:: Exercise brief ::
Your task is to copy each line of the material below that includes "blue".

:: Given records ::
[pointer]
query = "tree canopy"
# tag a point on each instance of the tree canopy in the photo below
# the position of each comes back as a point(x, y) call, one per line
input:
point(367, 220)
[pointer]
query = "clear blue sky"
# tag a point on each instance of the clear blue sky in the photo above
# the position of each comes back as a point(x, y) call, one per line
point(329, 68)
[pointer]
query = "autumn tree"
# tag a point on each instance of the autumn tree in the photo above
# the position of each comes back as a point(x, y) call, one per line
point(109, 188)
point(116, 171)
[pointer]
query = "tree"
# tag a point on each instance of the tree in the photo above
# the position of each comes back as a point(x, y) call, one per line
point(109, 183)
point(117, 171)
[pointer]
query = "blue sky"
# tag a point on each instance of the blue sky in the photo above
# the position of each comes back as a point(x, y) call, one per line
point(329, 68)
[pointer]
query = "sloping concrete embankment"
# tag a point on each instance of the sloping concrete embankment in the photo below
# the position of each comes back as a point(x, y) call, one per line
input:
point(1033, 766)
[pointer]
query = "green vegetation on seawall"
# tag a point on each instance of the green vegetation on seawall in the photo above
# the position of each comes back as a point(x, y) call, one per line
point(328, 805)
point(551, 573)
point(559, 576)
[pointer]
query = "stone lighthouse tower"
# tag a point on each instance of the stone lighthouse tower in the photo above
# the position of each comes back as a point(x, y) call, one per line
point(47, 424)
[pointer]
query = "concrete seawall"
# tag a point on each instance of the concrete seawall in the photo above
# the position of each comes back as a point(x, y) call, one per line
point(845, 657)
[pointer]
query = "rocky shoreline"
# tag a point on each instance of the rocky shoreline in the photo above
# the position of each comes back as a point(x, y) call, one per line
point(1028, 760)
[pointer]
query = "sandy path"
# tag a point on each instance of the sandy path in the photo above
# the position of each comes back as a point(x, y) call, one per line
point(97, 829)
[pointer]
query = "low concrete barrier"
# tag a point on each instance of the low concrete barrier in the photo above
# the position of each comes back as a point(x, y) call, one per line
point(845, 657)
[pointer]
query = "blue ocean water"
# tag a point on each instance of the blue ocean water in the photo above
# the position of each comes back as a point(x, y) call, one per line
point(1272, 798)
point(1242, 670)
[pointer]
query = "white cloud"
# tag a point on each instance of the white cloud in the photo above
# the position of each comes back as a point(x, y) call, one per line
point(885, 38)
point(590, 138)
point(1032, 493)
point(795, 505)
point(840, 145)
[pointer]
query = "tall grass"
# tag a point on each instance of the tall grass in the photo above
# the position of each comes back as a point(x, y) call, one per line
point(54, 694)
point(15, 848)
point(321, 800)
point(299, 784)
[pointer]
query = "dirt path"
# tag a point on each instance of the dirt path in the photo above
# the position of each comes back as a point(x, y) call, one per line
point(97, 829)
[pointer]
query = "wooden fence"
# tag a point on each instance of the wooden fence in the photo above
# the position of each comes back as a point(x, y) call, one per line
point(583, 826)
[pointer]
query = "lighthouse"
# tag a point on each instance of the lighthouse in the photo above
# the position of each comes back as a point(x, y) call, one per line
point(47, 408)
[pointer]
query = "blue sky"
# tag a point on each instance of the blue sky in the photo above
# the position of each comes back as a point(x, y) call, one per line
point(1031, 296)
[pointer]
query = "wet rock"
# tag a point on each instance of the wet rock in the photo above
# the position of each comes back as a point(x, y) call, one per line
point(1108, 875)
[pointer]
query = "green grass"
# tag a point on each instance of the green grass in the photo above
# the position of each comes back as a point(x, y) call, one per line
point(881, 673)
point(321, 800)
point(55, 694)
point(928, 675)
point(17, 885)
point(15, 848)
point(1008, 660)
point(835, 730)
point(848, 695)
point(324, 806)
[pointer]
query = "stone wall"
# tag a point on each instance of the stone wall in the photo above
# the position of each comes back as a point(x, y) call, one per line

:: Response to the task ::
query = "clear blue sky"
# tag a point on each instance of the clear blue sky in the photo above
query = "blue sky"
# tag a point on each instance of the blue sky in the photo above
query = "blue ocean water"
# tag a point on each instance of the blue ocean water in the photo above
query = "blue sky"
# tag a point on each instance of the blue sky in the photo above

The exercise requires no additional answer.